▸ TASKS TO CARRY OUT
1 - Answer these questions using the madeleine baking post:
(a) How many recipes did the writer make?
(b) How many days did the batter sit in the cooler?
(c) Which kind of pan did the writer prefer?
2 - Transcribe the stretch of the madeleine baking post from "I also experimented" through "color at all.".
3 - Pick up the madeleine baking post where it stops and continue writing it.

I made 4 recipes, 3 from Bellouets petite four book and the traditional lemon version from Dorie Greenspan. Bellouets were good......not great. His flavoring is so subtle that they're lost by taste alone. I made his pistachio version because I love p. paste- anyway if any of you make this add some food coloring......the natural color looks very unappealing.

I was more excited by Dories recipe. I think I will try each flavor from her book Paris Sweets. I got HUGE domes. I let the batter sit in the cooler for 4 days before I had time to finish using it. It bubbles up alot in the bowl but baked out fine.

I also experimented with silicone molds verses non-stick and reg. aluminum. I much prefered the silicone baked madeleines. I love the extra depth of the pan and I think that factor plus the tighter crumbed top leaves your madelienes moister then traditional pans. No matter which pan I use I don't think you can get a decent mini madeliene. There just isn't enough volume to remain moist. Both full sized and mini's were too dry if you let them take on any color at all.

Records from a dataset
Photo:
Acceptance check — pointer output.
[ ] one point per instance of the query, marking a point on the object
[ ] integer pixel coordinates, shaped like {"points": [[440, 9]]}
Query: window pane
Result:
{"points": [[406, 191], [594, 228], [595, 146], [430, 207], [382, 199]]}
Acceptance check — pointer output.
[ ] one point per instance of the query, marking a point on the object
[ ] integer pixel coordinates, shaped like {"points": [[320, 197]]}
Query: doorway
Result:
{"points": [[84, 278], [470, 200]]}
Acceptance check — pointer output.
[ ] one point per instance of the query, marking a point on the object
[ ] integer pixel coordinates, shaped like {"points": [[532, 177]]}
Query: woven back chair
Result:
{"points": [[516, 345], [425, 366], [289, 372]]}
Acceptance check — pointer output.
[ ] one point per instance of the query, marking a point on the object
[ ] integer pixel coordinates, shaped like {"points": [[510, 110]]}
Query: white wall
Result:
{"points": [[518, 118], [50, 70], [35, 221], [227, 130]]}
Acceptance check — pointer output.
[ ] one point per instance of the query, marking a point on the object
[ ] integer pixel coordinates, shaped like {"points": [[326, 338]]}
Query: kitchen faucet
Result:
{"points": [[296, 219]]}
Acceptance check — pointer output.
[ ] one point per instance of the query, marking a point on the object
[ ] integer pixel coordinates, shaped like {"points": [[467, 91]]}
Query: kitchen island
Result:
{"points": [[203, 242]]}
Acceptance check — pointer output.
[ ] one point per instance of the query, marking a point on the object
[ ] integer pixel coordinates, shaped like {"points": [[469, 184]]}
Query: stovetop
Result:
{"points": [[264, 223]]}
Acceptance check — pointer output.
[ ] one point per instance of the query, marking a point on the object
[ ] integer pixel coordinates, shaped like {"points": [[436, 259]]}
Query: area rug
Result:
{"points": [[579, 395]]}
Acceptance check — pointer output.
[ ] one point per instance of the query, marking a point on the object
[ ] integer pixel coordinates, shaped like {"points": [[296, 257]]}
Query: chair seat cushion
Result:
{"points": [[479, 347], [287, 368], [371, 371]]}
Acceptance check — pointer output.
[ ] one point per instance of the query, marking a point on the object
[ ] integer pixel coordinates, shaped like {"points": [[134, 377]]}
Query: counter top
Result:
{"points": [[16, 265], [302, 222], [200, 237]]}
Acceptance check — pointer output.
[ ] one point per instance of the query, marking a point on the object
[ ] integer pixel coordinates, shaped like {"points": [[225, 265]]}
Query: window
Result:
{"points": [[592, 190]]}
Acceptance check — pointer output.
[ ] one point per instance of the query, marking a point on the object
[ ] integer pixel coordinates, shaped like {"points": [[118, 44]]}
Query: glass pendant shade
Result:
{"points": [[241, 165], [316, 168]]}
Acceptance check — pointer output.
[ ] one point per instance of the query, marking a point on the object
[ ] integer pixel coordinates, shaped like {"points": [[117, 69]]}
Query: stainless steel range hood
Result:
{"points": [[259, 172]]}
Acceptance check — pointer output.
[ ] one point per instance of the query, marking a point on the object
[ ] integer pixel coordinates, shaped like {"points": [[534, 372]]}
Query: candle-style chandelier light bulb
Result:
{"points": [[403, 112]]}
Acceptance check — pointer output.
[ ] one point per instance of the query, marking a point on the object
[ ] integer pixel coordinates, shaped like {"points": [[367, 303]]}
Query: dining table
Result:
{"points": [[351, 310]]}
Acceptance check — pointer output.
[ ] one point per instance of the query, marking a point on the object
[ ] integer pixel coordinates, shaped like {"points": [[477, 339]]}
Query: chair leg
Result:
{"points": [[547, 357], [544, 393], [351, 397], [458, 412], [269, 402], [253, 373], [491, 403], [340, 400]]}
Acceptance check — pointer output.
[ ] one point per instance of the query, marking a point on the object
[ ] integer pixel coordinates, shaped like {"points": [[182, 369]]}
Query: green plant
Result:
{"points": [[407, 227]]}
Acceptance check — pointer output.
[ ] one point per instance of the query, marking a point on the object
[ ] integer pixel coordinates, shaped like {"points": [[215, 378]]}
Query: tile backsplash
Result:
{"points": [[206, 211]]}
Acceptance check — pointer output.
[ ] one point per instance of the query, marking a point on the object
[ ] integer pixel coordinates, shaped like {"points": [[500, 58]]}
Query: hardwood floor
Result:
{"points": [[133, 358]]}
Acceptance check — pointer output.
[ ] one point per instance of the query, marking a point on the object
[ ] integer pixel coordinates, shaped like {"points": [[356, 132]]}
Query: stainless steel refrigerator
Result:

▸ RESULTS BY TASK
1 -
(a) Four.
(b) Four days.
(c) Silicone molds.

2 -
I also experimented with silicone molds verses non-stick and reg. aluminum. I much prefered the silicone baked madeleines. I love the extra depth of the pan and I think that factor plus the tighter crumbed top leaves your madelienes moister then traditional pans. No matter which pan I use I don't think you can get a decent mini madeliene. There just isn't enough volume to remain moist. Both full sized and mini's were too dry if you let them take on any color at all.

3 -
So I have these as my monthly special as I mentioned earilier on thread........and we do a tasting for the waitstaff on these. My chef came back to me after the tasting with the comments being "they're a bit dry".........no one was very thrilled over this dessert. At first I was bumbed out. Now I have mixed thoughts. 1. I never found the excitement over these myself as I've read from others. In otherwords I agree they aren't really anything special. 2. Perhaps it's just not an American item. We wouldn't be caught dead eating plain lady fingers either.

To compromise, I've desided that brushing them with simple syrup after baking greatly increases it's appeal. I've haven't had time to flavor my s.s. but thats the next step I will take. So far my sales on this have been horrible...........so I need to rethink how I'm serving these. They totally need an accompaniment for my clientele.

I feel left out, cause I feel the same way about traditional macaroons..........I want to love them like everyone else-but really when it comes down to it, I'd rather eat an oreo.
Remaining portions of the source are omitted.